• TASKS FOR THIS EXERCISE:
1: In the interview on biocompatible dentistry, what heart problem did the cardiac surgery patient have?
2: Reproduce the interview on biocompatible dentistry word for word from "What is biocompatible" up to and including "with the surgeon?".

• PASSAGE FOR REVIEW:
※ ※ ※

People sometimes have the experience of their teeth hurting when they are suffering from something seemingly unrelated to dental problems. That interrelationship makes a certain type of dentistry—biocompatible dentistry—a coming field. Dr. Zeny Ocean of Reno is one of its practitioners.
What is biocompatible dentistry?
Biocompatible dentistry means that whatever we do—treatment, materials, products—are in harmony with the body, you know, the health and well being. For instance, something that would not be compatible would be putting mercury fillings in, which would be poisonous. So whatever we do is designed to be in harmony with the body.
Give me an example of a practical application of this. Suppose you’ve got somebody who’s undergoing cardiac surgery. You work, I assume, with the surgeon?
Yes. As a matter of fact, just recently I got a patient. He had a torn mitral valve in his heart and so his surgeon said, “You know, I can’t operate on you because of the infection—you know, your teeth and your oral infections. So you need to get that cleaned up.” And I also had an orthopedic surgeon request the same thing for somebody having a hip implant and they wouldn’t do the surgery until this person was completely, or as much as possible, disease-free orally because if you have high levels of bacteria, high levels of viruses, high levels of candida fungal forms, it all dumps into the bloodstream and creates heart problems, diabetes, pancreatic cancer, you name it. And it all starts orally. So that’s why, whatever we do, we want it to be compatible with the individual. And so we do a lot of things—we remove the toxic silver mercury, we try to get heavy metal detoxification, we test for compatibility of dental materials, we can test for do blood tests for cardiovascular disease, diabetes, oral cancer. And then we use … soft tissue lasers to help detoxify the bacterial in the periodontal pockets. We can do saliva tests that will tell us about the oral DNA and genetic predisposition for inflammation and infection. We have a pretty comprehensive—very comprehensive—non-surgical periodontal disease program.

※ ※ ※

• STUDY MATERIAL:

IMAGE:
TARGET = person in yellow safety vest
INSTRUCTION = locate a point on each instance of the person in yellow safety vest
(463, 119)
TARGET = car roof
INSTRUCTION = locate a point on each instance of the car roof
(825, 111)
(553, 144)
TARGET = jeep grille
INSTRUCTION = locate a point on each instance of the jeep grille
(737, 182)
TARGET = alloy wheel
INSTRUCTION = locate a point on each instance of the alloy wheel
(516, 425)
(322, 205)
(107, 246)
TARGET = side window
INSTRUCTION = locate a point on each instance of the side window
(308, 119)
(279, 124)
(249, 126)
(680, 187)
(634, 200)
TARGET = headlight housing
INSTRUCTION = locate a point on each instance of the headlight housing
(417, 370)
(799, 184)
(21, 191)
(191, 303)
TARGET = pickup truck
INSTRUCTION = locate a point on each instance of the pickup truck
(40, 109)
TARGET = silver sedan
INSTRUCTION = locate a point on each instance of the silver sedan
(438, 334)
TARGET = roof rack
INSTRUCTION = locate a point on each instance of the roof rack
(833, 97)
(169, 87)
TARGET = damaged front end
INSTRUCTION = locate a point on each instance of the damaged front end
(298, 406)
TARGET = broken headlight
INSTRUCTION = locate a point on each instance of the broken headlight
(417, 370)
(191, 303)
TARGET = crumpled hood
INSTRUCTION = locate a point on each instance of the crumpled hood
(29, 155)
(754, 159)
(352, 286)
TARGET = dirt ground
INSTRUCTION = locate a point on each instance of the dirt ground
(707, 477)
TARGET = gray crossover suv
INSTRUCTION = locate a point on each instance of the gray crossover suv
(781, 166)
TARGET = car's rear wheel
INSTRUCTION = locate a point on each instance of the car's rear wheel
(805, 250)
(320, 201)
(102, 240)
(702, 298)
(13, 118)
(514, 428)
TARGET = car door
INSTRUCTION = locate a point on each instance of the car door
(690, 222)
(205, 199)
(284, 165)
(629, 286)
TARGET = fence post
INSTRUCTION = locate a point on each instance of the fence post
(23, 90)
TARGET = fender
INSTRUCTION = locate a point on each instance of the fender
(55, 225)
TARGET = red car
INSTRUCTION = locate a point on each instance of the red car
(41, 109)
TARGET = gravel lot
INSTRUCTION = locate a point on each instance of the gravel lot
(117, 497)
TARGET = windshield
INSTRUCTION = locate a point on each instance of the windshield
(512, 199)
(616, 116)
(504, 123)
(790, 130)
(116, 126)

※ ※ ※

• TASK-BY-TASK RESULTS:
1: He had a torn mitral valve.

2:
What is biocompatible dentistry?
Biocompatible dentistry means that whatever we do—treatment, materials, products—are in harmony with the body, you know, the health and well being. For instance, something that would not be compatible would be putting mercury fillings in, which would be poisonous. So whatever we do is designed to be in harmony with the body.
Give me an example of a practical application of this. Suppose you’ve got somebody who’s undergoing cardiac surgery. You work, I assume, with the surgeon?